◆ **Questions on the material**:
1. From the artist biography, set down the passage from "Judith's solo exhibitions" up to and including "Center, Fullerton, CA.".
2. Answer these questions from the artist biography:
(a) In what year was Judith Kruger born?
(b) Which museum held her solo exhibition An Alchemic View?
(c) For which institution did she create an outdoor site-specific sculptural work in honor of Earth Day?

◆ **Supplied text**:
§

Judith Kruger, born 1955, is an American, visual artist whose multidisciplinary work addresses Human-Environment connectivity and their shared vulnerabilities. Her ecofeminist work examines the specific relationship between women and ecology. She is recognized internationally for her advocacy of inorganic and organic, natural pigments and historic, ecological painting processes.

Judith's solo exhibitions include Drawing Ground, Wisdom House, Litchfield, CT, Mingled Terrain, Richardson Art Museum, Wofford College, Spartanburg, SC (2018), An Alchemic View, Mattatuck Museum, Waterbury, Connecticut (2015), Touching Rain, Hammond Museum, North Salem, NY (2015) Outside In, Bentley Gallery, Phoenix, Arizona (2014) and New Paintings at Morrison Gallery, Kent, Connecticut (2013). Select group exhibitions include Agawami Museum Hall, Tokushima, Japan, Sato Museum, Tokyo, Japan, Mass MoCA, North Adams, MA, New Britain Museum of American Art, New Britain, CT, John and Robyn Horn Gallery, Penland, NC, Perimeter Gallery, Chicago, IL, Woman Made Gallery, Chicago, IL, Manifest Gallery, Cincinnati, OH, Gallery G, Hiroshima, Japan, Pallazo Dell'Annunziata, Matera, Italy, Chicago Cultural Center, Chicago, IL and The Muckenthaler Cultural Center, Fullerton, CA.

Judith's work is held in private, public and corporate collections: some of which include Hammond Museum, North Salem, NY, Mattatuck Museum, Waterbury, CT, Jefferson Hospital, Philadelphia, PA, Savannah College of Art and Design, GA and Phipps Conservatory’s Center for Sustainable Landscapes, Pittsburgh, PA. She was commissioned to create an outdoor-site specific, sculptural work in honor of Earth Day (2023) for University of St Joseph, West Hartford, CT.

§

◆ **Information supplied**:
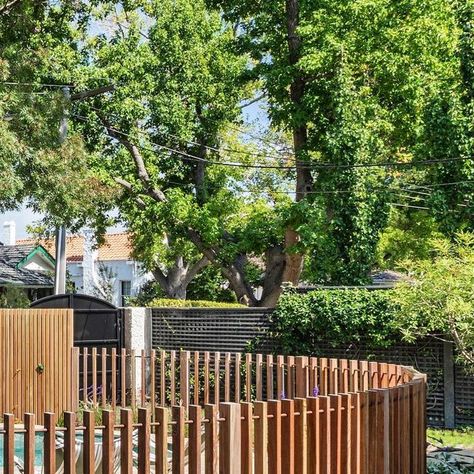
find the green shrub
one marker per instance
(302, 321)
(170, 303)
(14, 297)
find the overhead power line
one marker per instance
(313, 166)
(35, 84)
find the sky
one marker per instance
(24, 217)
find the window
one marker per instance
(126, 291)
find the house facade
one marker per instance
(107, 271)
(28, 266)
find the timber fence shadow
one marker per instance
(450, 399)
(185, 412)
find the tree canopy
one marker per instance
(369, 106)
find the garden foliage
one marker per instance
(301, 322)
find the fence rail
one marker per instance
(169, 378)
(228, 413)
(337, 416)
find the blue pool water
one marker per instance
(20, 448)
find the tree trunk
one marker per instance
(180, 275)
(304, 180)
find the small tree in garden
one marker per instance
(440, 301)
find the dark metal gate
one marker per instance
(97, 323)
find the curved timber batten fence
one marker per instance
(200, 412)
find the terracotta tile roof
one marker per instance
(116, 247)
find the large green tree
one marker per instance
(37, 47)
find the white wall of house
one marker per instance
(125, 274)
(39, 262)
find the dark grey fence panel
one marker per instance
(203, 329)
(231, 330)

§

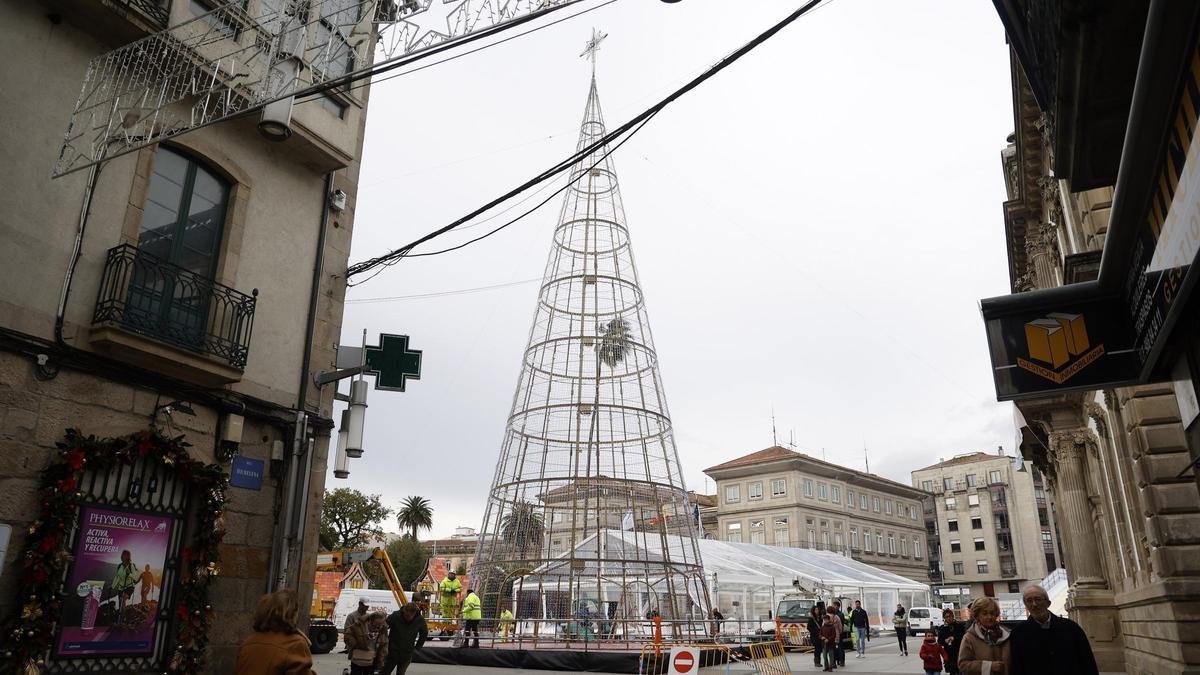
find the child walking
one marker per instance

§

◆ **Answers per task**:
1.
Judith's solo exhibitions include Drawing Ground, Wisdom House, Litchfield, CT, Mingled Terrain, Richardson Art Museum, Wofford College, Spartanburg, SC (2018), An Alchemic View, Mattatuck Museum, Waterbury, Connecticut (2015), Touching Rain, Hammond Museum, North Salem, NY (2015) Outside In, Bentley Gallery, Phoenix, Arizona (2014) and New Paintings at Morrison Gallery, Kent, Connecticut (2013). Select group exhibitions include Agawami Museum Hall, Tokushima, Japan, Sato Museum, Tokyo, Japan, Mass MoCA, North Adams, MA, New Britain Museum of American Art, New Britain, CT, John and Robyn Horn Gallery, Penland, NC, Perimeter Gallery, Chicago, IL, Woman Made Gallery, Chicago, IL, Manifest Gallery, Cincinnati, OH, Gallery G, Hiroshima, Japan, Pallazo Dell'Annunziata, Matera, Italy, Chicago Cultural Center, Chicago, IL and The Muckenthaler Cultural Center, Fullerton, CA.

2.
(a) 1955
(b) Mattatuck Museum, Waterbury, Connecticut
(c) University of St Joseph, West Hartford, CT